EXERCISE OBJECTIVE >> Please count the lines in the items below that contain the word "metal", and reply with only the number.

LISTED ENTRIES >>

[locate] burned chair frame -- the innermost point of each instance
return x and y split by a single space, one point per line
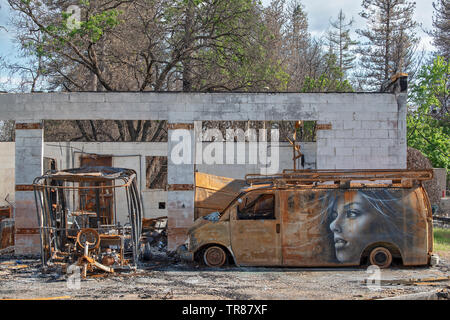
85 244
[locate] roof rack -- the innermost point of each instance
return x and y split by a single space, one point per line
340 176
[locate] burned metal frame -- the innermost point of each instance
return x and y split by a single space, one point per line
51 197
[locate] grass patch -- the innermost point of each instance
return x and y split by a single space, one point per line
441 239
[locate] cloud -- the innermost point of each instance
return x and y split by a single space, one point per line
321 11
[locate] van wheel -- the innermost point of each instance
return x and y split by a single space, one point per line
214 256
380 257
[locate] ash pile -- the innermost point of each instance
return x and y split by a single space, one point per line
154 240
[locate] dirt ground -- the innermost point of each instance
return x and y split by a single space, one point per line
23 279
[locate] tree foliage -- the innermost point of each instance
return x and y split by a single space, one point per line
441 25
429 121
390 40
341 44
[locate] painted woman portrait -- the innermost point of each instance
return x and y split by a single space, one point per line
358 218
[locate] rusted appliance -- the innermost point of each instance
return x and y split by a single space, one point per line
312 218
78 218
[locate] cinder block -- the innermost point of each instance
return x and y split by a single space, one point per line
354 124
379 134
343 134
344 151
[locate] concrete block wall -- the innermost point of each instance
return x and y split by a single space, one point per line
238 171
180 180
370 134
368 131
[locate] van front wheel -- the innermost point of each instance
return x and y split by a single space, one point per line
380 257
214 256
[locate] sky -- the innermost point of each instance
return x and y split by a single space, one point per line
319 13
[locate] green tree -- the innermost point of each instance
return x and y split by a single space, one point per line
428 121
329 80
341 43
390 40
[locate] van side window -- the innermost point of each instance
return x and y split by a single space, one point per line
261 208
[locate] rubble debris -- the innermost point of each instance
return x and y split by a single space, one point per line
411 281
432 295
8 250
6 233
154 239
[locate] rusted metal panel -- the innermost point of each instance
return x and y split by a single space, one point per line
335 227
24 187
5 212
28 126
180 187
27 230
256 242
6 233
323 226
323 126
214 193
176 126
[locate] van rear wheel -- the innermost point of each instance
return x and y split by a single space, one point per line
380 257
214 256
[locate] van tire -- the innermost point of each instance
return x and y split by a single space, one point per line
214 256
380 257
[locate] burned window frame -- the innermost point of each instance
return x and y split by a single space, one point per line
244 215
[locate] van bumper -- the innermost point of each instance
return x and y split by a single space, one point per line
184 254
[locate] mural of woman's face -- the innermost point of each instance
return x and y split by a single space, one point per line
351 225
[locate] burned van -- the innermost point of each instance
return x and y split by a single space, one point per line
316 218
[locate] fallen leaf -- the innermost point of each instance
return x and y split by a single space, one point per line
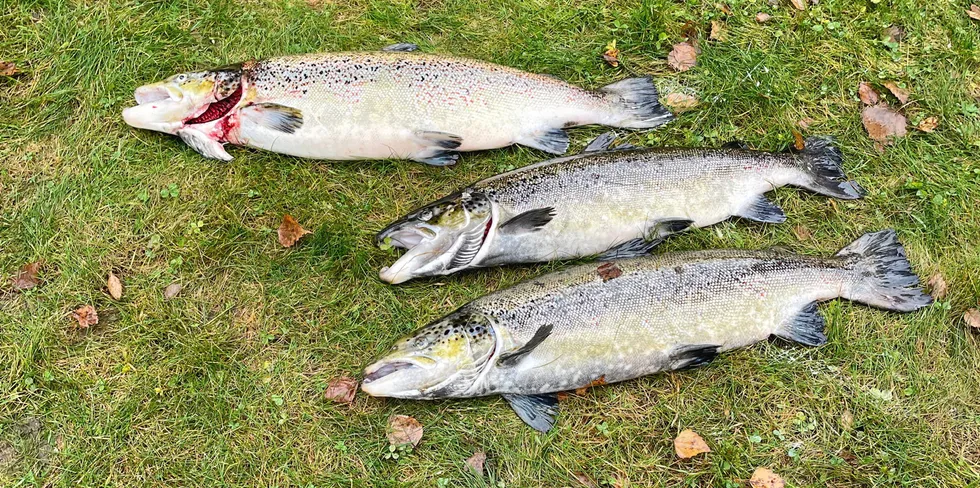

RESULT OF THIS EXERCISE >> 2